*WORK INSTRUCTION:* Copy out exactly the lines from the one containing "Return one point per instance of the sneaker" to the end of the records below, both included, and nothing else.

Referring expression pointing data
--------------------

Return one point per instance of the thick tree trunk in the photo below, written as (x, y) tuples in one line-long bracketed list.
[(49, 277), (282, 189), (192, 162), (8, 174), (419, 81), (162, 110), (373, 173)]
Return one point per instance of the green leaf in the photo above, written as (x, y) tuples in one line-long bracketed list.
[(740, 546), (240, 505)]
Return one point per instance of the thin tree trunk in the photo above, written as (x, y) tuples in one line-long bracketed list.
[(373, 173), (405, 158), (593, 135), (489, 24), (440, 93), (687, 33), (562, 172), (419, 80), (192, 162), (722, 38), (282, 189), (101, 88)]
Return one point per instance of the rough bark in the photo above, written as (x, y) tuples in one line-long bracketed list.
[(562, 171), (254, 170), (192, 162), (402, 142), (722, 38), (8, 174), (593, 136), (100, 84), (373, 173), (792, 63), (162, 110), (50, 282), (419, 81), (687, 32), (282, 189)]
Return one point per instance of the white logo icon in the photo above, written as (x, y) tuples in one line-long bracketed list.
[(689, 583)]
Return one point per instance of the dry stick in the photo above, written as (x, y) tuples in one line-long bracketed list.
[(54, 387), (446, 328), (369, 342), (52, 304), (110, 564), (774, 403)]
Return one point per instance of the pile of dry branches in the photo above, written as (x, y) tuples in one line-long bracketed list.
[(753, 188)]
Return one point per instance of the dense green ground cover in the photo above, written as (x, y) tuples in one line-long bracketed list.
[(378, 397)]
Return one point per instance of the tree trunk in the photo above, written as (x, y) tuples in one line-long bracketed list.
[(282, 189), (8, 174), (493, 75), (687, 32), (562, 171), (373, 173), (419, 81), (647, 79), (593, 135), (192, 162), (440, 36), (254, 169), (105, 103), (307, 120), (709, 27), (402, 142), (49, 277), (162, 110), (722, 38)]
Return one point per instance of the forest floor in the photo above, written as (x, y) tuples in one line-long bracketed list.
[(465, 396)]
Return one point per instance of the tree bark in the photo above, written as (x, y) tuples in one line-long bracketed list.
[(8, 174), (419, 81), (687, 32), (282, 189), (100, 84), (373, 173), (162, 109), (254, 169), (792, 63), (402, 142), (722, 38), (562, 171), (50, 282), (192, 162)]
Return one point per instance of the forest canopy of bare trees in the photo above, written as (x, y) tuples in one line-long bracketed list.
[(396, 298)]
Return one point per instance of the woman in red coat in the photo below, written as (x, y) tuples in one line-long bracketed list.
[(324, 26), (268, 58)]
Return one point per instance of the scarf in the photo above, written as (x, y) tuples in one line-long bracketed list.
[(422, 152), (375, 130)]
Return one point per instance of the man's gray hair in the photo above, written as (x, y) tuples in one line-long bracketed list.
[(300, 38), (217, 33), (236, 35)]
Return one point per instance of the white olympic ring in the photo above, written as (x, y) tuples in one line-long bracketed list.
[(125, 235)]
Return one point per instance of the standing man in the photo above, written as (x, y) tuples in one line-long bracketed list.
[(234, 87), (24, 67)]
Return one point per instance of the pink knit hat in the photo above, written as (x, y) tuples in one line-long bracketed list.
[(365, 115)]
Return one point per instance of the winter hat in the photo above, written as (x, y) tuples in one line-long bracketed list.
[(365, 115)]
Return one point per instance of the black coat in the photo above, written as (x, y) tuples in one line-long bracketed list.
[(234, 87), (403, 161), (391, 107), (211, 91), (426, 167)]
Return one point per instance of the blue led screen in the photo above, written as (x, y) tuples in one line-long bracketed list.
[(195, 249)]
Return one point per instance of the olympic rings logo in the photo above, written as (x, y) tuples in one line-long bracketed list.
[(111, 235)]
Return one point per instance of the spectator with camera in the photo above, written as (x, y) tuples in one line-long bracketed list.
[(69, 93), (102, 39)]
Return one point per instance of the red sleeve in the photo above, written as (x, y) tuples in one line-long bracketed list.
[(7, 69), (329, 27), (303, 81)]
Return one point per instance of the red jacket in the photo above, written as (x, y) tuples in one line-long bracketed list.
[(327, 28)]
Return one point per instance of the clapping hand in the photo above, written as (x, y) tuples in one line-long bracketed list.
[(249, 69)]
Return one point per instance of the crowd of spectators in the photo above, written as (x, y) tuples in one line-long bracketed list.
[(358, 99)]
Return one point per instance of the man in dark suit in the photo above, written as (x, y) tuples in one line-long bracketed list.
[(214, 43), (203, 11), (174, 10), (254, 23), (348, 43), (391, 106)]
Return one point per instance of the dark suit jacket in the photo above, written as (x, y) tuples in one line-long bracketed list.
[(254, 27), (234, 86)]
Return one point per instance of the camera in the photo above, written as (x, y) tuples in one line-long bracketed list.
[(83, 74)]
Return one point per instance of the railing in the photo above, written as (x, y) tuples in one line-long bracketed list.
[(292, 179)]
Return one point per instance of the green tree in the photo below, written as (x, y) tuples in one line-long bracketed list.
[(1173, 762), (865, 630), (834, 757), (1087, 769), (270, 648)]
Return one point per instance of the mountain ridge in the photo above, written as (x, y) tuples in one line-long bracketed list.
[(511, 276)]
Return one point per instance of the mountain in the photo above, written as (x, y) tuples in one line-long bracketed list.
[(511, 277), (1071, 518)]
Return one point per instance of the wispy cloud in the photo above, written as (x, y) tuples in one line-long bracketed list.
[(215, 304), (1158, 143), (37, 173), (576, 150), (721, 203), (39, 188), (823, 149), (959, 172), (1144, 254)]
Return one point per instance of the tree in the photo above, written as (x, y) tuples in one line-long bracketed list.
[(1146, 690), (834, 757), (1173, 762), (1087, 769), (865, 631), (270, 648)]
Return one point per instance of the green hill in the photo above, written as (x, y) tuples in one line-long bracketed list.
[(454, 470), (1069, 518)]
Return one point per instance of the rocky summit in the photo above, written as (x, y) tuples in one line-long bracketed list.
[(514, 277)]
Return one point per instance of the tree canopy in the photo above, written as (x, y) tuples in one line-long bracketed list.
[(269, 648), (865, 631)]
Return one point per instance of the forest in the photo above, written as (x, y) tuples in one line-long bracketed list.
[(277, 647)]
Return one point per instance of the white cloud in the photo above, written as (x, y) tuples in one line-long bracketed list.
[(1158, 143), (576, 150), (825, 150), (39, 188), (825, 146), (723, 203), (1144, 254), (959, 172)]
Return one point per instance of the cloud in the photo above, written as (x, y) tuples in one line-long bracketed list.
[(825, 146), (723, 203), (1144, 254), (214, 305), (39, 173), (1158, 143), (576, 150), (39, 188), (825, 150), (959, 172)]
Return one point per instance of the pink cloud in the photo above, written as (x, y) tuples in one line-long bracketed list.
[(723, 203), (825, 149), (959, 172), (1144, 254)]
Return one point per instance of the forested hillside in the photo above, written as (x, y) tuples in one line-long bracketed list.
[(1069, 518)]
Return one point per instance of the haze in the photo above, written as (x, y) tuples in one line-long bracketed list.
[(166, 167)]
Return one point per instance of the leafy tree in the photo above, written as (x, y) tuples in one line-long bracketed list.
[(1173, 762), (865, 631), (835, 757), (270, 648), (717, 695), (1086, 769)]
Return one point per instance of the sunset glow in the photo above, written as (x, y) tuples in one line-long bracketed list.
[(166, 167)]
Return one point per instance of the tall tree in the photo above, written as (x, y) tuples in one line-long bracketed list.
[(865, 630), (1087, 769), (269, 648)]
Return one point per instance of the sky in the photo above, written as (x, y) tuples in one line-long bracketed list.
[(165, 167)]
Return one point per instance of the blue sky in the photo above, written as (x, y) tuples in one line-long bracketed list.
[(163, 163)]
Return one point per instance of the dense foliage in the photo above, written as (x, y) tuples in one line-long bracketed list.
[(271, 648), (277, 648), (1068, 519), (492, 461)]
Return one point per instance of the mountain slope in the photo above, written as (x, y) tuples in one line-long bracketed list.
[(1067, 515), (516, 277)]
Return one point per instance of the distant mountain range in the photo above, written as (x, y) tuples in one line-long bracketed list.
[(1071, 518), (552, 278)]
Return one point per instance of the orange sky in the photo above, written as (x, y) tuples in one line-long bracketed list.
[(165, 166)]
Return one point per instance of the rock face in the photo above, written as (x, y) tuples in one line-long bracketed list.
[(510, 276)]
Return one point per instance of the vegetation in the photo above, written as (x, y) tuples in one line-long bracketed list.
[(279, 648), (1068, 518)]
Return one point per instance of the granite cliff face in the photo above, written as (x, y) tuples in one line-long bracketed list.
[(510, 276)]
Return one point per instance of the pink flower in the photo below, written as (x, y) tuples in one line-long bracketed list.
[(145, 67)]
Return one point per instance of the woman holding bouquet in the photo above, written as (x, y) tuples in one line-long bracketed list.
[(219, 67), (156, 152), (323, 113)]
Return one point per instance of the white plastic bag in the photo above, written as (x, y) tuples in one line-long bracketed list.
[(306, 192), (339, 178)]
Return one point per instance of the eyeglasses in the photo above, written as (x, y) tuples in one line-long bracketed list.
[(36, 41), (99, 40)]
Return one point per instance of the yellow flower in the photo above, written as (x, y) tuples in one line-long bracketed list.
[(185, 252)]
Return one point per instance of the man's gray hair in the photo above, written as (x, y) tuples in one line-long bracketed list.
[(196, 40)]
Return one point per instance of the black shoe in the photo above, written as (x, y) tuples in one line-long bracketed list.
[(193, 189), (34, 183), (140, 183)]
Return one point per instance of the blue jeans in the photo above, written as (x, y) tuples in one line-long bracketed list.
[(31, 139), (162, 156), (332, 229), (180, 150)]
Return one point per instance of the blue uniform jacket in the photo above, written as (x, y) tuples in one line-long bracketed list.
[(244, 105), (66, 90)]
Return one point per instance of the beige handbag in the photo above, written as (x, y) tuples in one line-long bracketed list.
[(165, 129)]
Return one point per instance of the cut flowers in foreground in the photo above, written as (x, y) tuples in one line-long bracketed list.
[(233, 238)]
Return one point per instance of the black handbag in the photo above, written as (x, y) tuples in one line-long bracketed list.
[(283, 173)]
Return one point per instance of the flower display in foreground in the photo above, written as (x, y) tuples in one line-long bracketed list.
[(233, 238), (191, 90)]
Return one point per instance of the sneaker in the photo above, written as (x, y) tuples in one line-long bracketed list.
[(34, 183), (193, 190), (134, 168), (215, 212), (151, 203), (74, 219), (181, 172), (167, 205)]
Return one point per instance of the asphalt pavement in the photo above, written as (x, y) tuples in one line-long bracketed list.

--------------------

*SOLUTION FOR THIS TASK:*
Return one point per instance of the sneaker in the photo above, written as (x, y) tuples in one line-long bracketed list.
[(34, 183), (193, 190), (134, 168), (215, 212), (151, 203), (74, 219), (181, 172), (167, 205)]
Return one point per instance of the asphalt pavement in the photo above, written as (x, y) tuples in one line-long bracketed list.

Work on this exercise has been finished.